Task 1
Convert the part of the listing that opens with its first line and closes with the line containing "209, 416, 240]]" into a two-column CSV with the columns request and answer. Give one row per request, put each field in quotes with line breaks replaced by spaces, and leave the pictures out.

Supplied text
Looking at kref_put_lock(), it uses refcount_dec_and_lock() which acquires
the spinlock before the 1->0 transition is completed. Since
auth_domain_lookup() holds the same auth_domain_lock, is it actually possible
for it to encounter a 0-refcount entry under normal conditions?
> diff --git a/net/sunrpc/svcauth.c b/net/sunrpc/svcauth.c
> index 55b4d2874188..8e01f0626759 100644
> --- a/net/sunrpc/svcauth.c
> +++ b/net/sunrpc/svcauth.c
> @@ -245,8 +245,10 @@ auth_domain_lookup(char *name, struct auth_domain *new)
> spin_lock(&auth_domain_lock);
>
> hlist_for_each_entry(hp, head, hash) {
> - if (strcmp(hp->name, name)==0) {
> - kref_get(&hp->ref);
> + if (strcmp(hp->name, name) == 0) {
> + if (!kref_get_unless_zero(&hp->ref))

Task 2
Copy the part of the kref patch review that opens with the words containing "Looking at kref_put_lock(), it" and closes with "under normal conditions?".

Data section
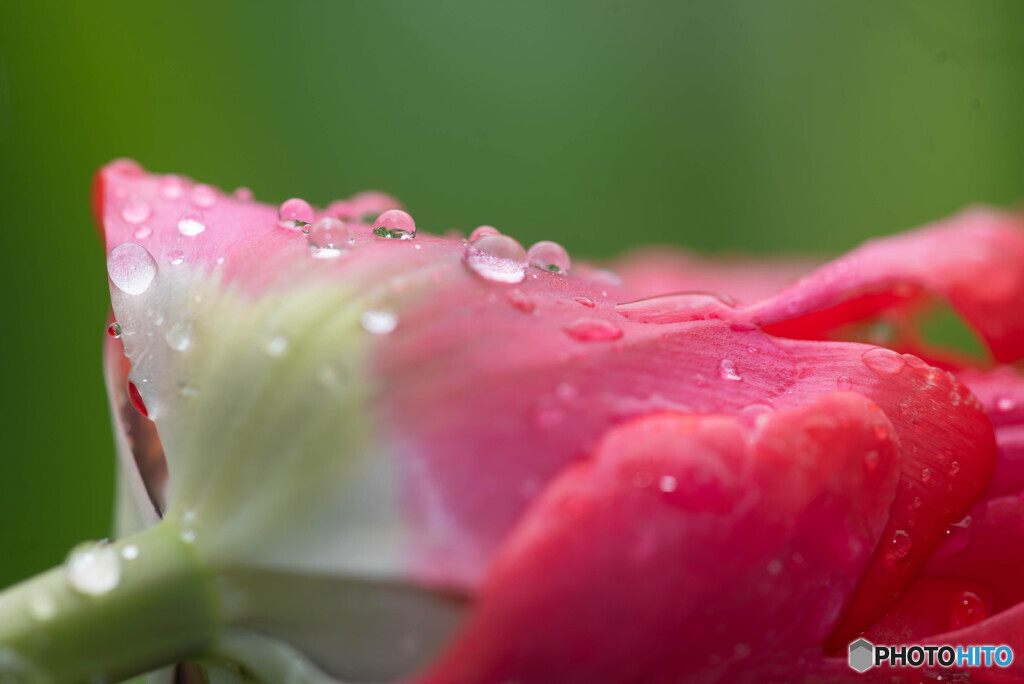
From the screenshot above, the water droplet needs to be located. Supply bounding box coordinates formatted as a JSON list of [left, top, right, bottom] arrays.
[[278, 198, 313, 230], [359, 309, 398, 335], [65, 542, 121, 596], [121, 200, 153, 225], [465, 236, 526, 283], [264, 335, 288, 356], [106, 243, 157, 295], [469, 225, 502, 243], [27, 589, 57, 622], [505, 288, 537, 313], [718, 358, 743, 380], [193, 183, 217, 209], [886, 529, 913, 561], [949, 591, 988, 630], [164, 320, 191, 351], [562, 317, 623, 342], [178, 209, 206, 238], [309, 216, 349, 259], [160, 174, 185, 200], [128, 380, 150, 417], [860, 347, 906, 375], [526, 240, 571, 273], [614, 292, 735, 324], [374, 209, 416, 240]]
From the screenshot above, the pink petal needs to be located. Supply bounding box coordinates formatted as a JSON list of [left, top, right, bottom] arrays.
[[418, 393, 898, 684], [750, 209, 1024, 361]]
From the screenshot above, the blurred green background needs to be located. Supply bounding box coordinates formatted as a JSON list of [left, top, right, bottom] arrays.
[[0, 0, 1024, 586]]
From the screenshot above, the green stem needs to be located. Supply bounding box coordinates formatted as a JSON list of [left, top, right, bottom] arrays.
[[0, 521, 218, 684]]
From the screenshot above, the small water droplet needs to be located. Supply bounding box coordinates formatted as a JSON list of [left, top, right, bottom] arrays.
[[886, 529, 913, 561], [359, 309, 398, 335], [128, 380, 150, 417], [562, 317, 623, 342], [949, 591, 988, 630], [309, 216, 349, 259], [469, 225, 502, 243], [178, 209, 206, 238], [526, 240, 571, 273], [164, 320, 191, 351], [278, 198, 313, 230], [106, 243, 157, 295], [374, 209, 416, 240], [860, 347, 906, 375], [465, 236, 526, 283], [121, 199, 153, 225], [65, 542, 121, 596], [718, 358, 743, 380], [505, 288, 537, 313], [191, 183, 217, 209]]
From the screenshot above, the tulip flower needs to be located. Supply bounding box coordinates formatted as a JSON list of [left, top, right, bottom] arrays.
[[0, 161, 1024, 684]]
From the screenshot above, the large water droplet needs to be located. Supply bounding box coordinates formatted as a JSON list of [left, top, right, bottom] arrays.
[[65, 542, 121, 596], [374, 209, 416, 240], [309, 216, 349, 259], [614, 292, 735, 324], [469, 225, 502, 243], [178, 209, 206, 238], [860, 348, 906, 375], [718, 358, 743, 380], [526, 240, 572, 273], [465, 236, 526, 283], [121, 200, 153, 224], [359, 309, 398, 335], [949, 591, 988, 630], [106, 243, 157, 295], [278, 198, 313, 230], [562, 317, 623, 342]]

Written solution 1
request,answer
"From the screenshot above, the water droplet needs to be located. Supply bounding box coordinates formatted as a JSON list of [left, top, right, bottom] arrays.","[[278, 198, 313, 230], [359, 309, 398, 335], [65, 542, 121, 596], [121, 200, 153, 225], [465, 236, 526, 283], [264, 335, 288, 356], [106, 243, 157, 295], [469, 225, 502, 243], [27, 589, 57, 622], [505, 288, 537, 313], [718, 358, 743, 380], [193, 183, 217, 209], [886, 529, 913, 561], [949, 591, 988, 630], [164, 320, 191, 351], [562, 317, 623, 342], [178, 209, 206, 238], [309, 216, 349, 259], [160, 174, 185, 200], [128, 380, 150, 417], [860, 347, 906, 375], [526, 240, 571, 273], [614, 292, 735, 324], [374, 209, 416, 240]]"

Written solution 2
Looking at kref_put_lock(), it uses refcount_dec_and_lock() which acquires
the spinlock before the 1->0 transition is completed. Since
auth_domain_lookup() holds the same auth_domain_lock, is it actually possible
for it to encounter a 0-refcount entry under normal conditions?